[[ Extracted entries open ]]
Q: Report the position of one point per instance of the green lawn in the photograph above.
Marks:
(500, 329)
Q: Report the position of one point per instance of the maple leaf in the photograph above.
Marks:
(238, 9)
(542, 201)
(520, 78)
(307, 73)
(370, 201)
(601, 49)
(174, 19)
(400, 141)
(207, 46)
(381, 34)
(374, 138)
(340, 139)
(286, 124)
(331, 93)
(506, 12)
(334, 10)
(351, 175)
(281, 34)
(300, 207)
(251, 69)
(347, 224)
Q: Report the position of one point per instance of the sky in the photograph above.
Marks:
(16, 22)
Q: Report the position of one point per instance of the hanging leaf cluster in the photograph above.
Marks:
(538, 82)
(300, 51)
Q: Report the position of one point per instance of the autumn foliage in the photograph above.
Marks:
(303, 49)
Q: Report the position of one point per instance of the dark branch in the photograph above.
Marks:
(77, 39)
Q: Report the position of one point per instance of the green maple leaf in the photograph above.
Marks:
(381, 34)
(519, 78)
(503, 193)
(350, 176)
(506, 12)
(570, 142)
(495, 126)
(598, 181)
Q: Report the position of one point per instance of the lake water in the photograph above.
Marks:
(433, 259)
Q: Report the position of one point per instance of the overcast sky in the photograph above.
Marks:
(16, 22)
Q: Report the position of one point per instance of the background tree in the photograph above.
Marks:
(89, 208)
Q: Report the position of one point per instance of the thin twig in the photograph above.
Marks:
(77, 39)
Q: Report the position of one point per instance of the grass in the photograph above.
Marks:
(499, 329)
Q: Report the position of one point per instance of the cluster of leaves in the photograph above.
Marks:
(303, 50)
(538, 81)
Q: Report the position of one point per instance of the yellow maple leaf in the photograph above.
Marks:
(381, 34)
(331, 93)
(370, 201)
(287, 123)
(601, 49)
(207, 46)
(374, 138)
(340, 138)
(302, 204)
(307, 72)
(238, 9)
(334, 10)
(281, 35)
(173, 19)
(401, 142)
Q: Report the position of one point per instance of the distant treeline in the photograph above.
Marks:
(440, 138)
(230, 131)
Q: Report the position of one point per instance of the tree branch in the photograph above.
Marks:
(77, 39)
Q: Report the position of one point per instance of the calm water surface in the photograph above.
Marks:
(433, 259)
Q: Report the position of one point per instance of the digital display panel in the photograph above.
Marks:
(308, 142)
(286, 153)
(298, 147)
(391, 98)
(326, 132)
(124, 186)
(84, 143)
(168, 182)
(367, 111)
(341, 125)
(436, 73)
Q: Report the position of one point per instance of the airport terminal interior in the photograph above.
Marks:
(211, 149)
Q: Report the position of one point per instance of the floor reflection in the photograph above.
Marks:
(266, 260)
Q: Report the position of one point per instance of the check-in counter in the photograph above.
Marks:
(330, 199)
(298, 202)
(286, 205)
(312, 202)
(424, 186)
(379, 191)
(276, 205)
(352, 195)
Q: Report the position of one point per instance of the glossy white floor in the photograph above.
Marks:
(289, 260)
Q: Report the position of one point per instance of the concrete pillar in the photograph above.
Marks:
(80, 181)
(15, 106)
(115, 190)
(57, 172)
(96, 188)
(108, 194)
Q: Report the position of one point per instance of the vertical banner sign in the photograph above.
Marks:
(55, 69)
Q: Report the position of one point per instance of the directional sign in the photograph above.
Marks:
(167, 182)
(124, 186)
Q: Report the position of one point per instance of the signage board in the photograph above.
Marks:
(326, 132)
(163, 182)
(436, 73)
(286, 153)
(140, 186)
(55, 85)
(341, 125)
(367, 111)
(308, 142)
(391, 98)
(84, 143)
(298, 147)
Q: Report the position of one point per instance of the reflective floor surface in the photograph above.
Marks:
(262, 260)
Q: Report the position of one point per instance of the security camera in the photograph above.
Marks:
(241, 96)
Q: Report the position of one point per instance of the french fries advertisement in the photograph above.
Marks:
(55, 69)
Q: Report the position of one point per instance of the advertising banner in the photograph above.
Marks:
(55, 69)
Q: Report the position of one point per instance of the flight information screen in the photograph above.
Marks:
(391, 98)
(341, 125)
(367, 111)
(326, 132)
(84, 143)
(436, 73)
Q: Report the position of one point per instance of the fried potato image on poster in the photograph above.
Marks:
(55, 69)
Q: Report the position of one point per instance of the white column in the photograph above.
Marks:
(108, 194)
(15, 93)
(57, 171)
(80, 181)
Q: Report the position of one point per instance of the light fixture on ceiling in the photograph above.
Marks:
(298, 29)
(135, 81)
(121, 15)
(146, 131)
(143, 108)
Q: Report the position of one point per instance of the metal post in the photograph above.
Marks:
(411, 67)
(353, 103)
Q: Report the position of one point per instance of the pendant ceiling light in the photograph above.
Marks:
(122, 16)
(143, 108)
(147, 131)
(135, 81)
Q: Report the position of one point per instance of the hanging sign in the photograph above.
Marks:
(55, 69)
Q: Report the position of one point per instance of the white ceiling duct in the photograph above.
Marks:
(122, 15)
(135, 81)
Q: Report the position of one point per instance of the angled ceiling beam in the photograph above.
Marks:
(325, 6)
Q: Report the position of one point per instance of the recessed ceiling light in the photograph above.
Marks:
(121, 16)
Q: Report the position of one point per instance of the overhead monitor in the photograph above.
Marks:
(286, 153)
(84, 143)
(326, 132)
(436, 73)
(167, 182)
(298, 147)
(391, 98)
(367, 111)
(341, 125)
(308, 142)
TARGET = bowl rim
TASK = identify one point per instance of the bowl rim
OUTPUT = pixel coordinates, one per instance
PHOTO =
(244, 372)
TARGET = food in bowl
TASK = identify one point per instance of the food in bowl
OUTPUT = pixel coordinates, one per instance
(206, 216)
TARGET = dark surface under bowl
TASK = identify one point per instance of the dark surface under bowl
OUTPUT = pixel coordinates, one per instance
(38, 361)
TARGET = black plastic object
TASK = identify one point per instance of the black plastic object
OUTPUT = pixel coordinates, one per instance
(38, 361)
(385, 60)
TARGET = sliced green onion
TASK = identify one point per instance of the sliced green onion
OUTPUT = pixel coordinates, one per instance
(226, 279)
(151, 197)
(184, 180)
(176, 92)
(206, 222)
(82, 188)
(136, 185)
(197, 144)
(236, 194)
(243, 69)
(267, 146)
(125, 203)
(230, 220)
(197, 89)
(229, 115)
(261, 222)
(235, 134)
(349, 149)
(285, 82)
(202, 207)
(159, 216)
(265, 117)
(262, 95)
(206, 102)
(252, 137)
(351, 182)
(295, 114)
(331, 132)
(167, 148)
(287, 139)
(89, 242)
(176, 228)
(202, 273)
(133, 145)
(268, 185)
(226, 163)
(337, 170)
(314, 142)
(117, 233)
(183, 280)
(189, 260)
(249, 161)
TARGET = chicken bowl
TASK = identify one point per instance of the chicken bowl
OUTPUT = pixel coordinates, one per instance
[[ Extracted entries closed ]]
__What you are asked to do__
Retype word for word everything in the listing above from the line that holds "green maple leaf in the photograph above." down to the line that holds "twig in the photograph above.". Keep both end lines and leave out the rest.

__Answer box__
Q: Report the position of one point per instance of the green maple leaf in the photograph above.
Marks:
(381, 34)
(519, 78)
(503, 193)
(350, 176)
(506, 12)
(570, 142)
(495, 126)
(598, 181)
Q: Report the position of one point per instance of the lake water in the photograph above.
Marks:
(433, 259)
Q: Report the position of one point per instance of the overcast sky in the photograph above.
Marks:
(16, 22)
Q: Report the position of one point per instance of the background tree in the photograph above.
Marks:
(89, 208)
Q: Report the position of one point per instance of the thin twig in the photograph above.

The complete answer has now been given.